Task statement = Your copy should contain exactly the lines from the start of the material through the line containing "348, row 4.", and no pictures.

★ ★ ★ ★

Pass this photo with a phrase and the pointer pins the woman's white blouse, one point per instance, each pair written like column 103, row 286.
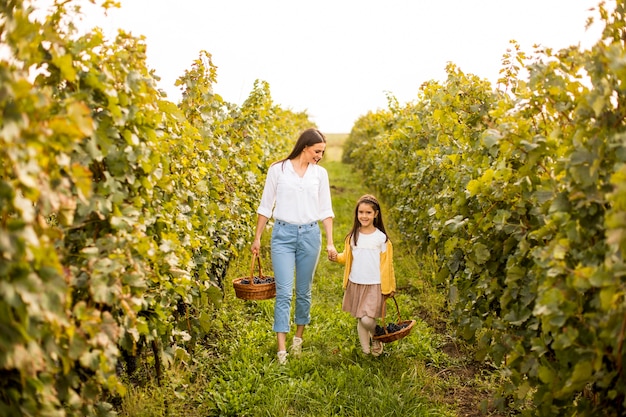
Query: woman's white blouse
column 294, row 199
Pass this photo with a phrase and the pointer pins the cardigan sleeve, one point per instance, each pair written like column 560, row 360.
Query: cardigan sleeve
column 387, row 273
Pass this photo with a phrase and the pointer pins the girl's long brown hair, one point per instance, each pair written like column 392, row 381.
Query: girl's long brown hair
column 378, row 220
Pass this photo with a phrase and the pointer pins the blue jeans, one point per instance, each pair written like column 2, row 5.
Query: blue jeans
column 294, row 247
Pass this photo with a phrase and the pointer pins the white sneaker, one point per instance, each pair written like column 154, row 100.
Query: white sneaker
column 296, row 346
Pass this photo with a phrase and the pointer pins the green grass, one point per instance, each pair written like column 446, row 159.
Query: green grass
column 234, row 371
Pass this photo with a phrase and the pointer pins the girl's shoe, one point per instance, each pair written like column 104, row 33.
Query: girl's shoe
column 377, row 347
column 296, row 346
column 282, row 357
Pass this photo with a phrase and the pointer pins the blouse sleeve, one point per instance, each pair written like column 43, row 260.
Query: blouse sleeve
column 326, row 206
column 268, row 198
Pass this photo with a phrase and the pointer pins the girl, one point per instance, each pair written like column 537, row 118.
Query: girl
column 369, row 276
column 297, row 195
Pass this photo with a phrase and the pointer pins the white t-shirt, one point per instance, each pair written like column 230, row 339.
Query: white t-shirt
column 294, row 199
column 366, row 258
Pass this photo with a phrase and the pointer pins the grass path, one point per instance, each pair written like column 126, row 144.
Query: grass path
column 235, row 373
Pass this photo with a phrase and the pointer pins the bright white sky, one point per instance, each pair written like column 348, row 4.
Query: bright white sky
column 338, row 59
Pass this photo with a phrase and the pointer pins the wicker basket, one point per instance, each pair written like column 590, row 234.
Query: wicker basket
column 252, row 291
column 390, row 337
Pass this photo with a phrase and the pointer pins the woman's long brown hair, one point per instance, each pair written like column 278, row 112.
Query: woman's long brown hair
column 309, row 137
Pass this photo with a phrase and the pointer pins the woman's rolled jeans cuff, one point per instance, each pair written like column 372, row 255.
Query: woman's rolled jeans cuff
column 294, row 247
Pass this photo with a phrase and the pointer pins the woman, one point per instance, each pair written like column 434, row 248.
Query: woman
column 297, row 195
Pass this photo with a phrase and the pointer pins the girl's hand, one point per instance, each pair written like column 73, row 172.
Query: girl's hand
column 256, row 247
column 332, row 253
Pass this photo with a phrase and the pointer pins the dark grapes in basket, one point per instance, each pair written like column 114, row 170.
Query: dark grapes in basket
column 391, row 328
column 258, row 280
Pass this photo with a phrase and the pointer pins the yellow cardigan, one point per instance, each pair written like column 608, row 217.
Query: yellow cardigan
column 387, row 275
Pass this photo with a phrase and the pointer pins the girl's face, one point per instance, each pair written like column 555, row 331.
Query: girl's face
column 314, row 153
column 366, row 214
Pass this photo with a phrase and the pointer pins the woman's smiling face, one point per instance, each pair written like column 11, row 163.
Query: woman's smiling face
column 314, row 153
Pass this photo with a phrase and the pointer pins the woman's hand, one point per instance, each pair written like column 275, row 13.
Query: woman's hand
column 256, row 247
column 332, row 253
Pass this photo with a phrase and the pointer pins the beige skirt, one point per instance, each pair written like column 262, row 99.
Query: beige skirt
column 363, row 300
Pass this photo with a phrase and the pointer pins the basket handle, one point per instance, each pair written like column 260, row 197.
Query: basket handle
column 384, row 312
column 258, row 259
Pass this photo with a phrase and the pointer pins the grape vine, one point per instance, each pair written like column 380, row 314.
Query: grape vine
column 120, row 211
column 518, row 192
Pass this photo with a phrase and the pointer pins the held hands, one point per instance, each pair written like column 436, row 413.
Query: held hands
column 256, row 246
column 332, row 253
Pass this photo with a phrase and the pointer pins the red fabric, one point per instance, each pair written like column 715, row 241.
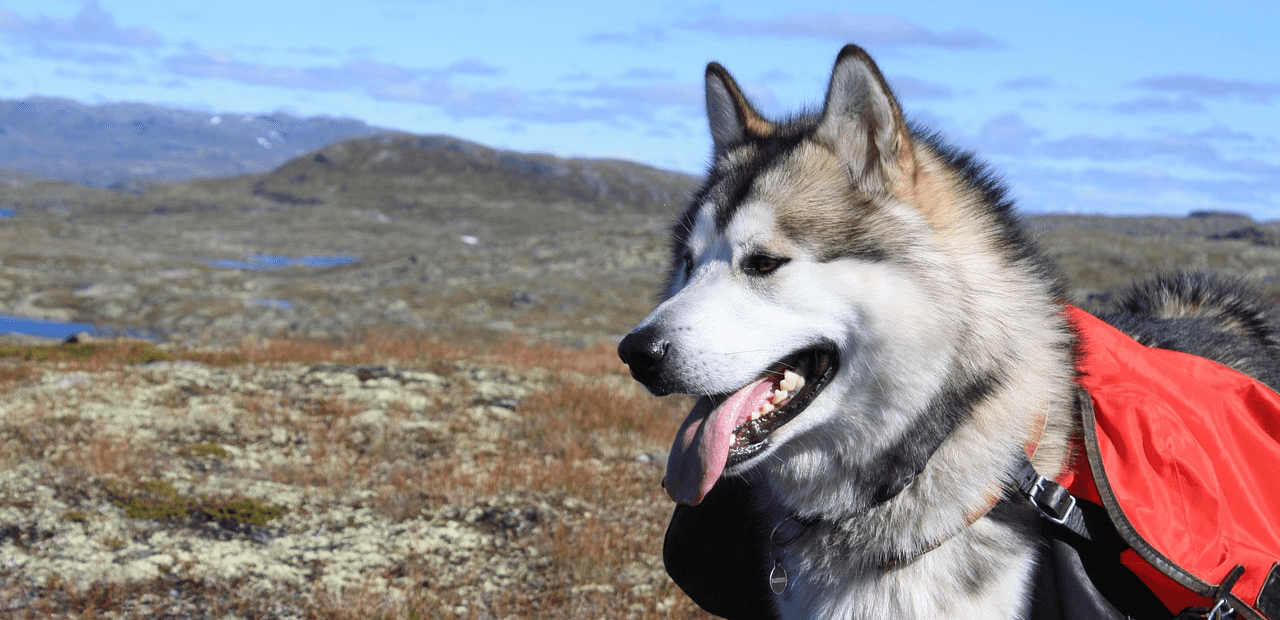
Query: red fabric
column 1192, row 451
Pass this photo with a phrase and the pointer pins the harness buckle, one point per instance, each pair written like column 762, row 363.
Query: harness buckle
column 1052, row 500
column 1220, row 611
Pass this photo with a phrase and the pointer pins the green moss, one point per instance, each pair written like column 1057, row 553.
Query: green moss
column 156, row 500
column 252, row 511
column 209, row 448
column 159, row 500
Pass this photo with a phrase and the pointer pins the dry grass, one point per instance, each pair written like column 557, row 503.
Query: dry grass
column 566, row 479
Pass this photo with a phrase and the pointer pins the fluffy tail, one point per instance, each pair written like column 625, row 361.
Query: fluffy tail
column 1205, row 314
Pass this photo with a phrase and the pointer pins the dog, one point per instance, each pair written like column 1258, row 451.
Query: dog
column 873, row 338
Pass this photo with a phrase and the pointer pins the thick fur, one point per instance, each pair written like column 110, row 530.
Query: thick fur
column 905, row 256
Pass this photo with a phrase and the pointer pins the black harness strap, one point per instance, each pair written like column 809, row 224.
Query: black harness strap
column 1072, row 516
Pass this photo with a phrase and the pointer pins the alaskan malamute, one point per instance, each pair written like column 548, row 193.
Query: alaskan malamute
column 872, row 338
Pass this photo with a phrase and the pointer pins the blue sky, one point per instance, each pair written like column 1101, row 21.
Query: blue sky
column 1092, row 108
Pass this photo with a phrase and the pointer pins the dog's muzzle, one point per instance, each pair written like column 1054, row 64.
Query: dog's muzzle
column 644, row 351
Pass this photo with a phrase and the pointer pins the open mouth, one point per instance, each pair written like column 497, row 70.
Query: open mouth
column 728, row 429
column 796, row 381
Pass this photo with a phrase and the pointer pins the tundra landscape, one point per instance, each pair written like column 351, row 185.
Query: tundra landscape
column 378, row 382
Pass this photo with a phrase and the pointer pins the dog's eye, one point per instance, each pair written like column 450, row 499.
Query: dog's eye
column 762, row 264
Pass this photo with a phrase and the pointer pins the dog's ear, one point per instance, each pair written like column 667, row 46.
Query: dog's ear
column 863, row 123
column 731, row 115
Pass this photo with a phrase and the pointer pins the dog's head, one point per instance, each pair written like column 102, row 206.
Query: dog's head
column 803, row 302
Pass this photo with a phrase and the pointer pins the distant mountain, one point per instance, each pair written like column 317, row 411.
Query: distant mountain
column 128, row 145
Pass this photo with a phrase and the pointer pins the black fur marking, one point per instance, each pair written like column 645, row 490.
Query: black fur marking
column 1010, row 235
column 735, row 187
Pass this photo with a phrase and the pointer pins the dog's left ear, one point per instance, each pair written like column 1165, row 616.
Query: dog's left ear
column 863, row 122
column 731, row 115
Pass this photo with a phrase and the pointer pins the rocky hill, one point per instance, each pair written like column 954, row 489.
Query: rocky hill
column 129, row 145
column 384, row 384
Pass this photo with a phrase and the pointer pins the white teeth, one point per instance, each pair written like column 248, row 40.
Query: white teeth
column 790, row 381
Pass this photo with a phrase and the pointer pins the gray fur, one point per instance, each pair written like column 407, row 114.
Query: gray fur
column 903, row 256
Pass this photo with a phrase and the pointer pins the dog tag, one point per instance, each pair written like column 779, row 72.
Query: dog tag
column 778, row 578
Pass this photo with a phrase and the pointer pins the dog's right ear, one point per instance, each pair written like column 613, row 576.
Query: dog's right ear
column 863, row 123
column 731, row 115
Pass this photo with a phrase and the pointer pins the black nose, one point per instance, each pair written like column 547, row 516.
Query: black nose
column 643, row 350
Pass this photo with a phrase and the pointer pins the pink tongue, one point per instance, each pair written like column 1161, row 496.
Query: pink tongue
column 702, row 445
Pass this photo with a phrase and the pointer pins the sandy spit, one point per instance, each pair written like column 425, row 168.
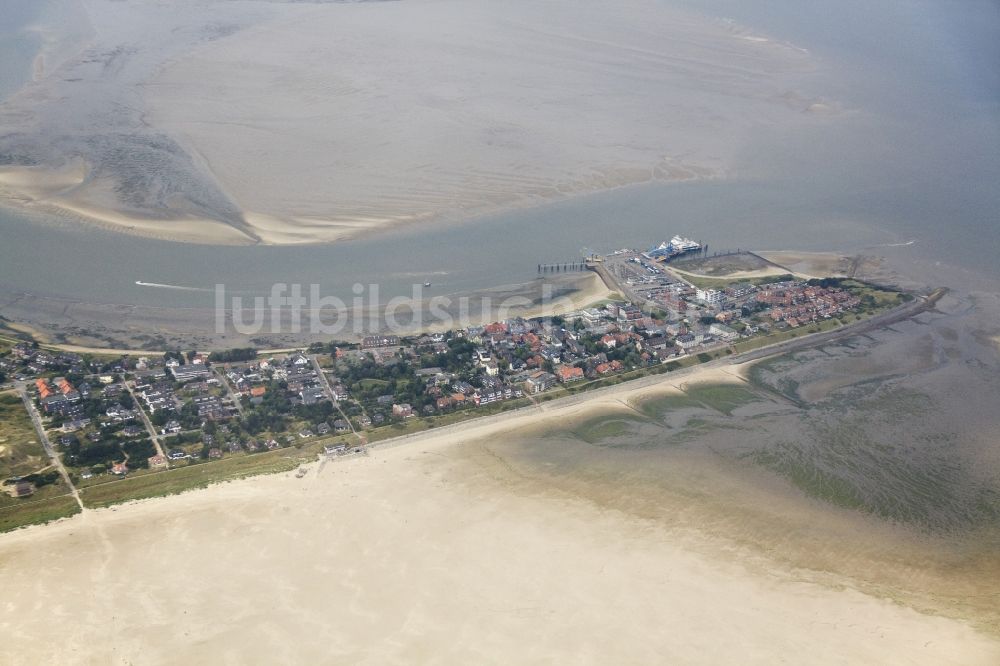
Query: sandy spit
column 414, row 555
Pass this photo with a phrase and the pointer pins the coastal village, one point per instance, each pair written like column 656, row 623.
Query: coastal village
column 107, row 418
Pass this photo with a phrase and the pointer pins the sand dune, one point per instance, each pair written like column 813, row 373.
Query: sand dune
column 265, row 122
column 418, row 554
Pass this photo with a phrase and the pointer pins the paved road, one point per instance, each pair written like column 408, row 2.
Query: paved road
column 43, row 437
column 229, row 391
column 145, row 419
column 329, row 394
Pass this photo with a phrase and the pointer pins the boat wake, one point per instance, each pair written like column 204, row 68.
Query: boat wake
column 169, row 286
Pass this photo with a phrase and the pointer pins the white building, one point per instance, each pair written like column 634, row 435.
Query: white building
column 710, row 296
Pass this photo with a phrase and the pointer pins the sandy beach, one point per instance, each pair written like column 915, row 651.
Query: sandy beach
column 422, row 552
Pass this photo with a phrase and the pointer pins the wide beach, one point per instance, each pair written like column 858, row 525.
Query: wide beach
column 438, row 549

★ ★ ★ ★

Solution =
Pass this photo with a phrase and the pointer pins the woman's white blouse, one point per instance, each pair written like column 103, row 286.
Query: woman's white blouse
column 294, row 199
Pass this photo with a phrase and the pointer pins the cardigan sleeve, one point per instance, each pair written like column 560, row 360.
Query: cardigan sleeve
column 387, row 273
Pass this photo with a phrase and the pointer pins the girl's long brown hair, one point per instance, each pair written like column 392, row 381.
Query: girl's long brown hair
column 378, row 220
Pass this photo with a phrase and the pointer pins the blue jeans, one point per instance, each pair written like column 2, row 5.
Query: blue jeans
column 294, row 247
Pass this photo with a phrase and the pointer pins the white sneaker, one point per instance, each pair written like column 154, row 100.
Query: white sneaker
column 296, row 346
Pass this photo with a phrase and the pointer pins the green grass, one point per instance, each pair written like column 446, row 159.
Query: green grass
column 234, row 371
Pass this photo with a phrase and the pointer pins the girl's shoe, one point per instance, each pair written like column 104, row 33.
Query: girl's shoe
column 377, row 347
column 296, row 346
column 282, row 357
Pass this photo with a phrase and the pointer pins the blouse sleeve, one point per instance, each pair written like column 43, row 260.
Query: blouse sleeve
column 326, row 206
column 268, row 198
Pass this photo with a phrase and the pointer pins the girl, one point per instance, each pair written like column 537, row 118.
Query: girl
column 369, row 276
column 297, row 195
Pass this photo with a phrase and the pointer pins the white t-shirt, one point per instance, each pair written like column 230, row 339.
Query: white t-shirt
column 294, row 199
column 366, row 258
Pass this photo with a phrase and the pointer pins the grass path, one point per instance, each pair written like column 126, row 144.
Query: grass path
column 235, row 373
Pass this photo with a phrase and the pointer pins the bright white sky, one point per instance, each pair written like column 348, row 4.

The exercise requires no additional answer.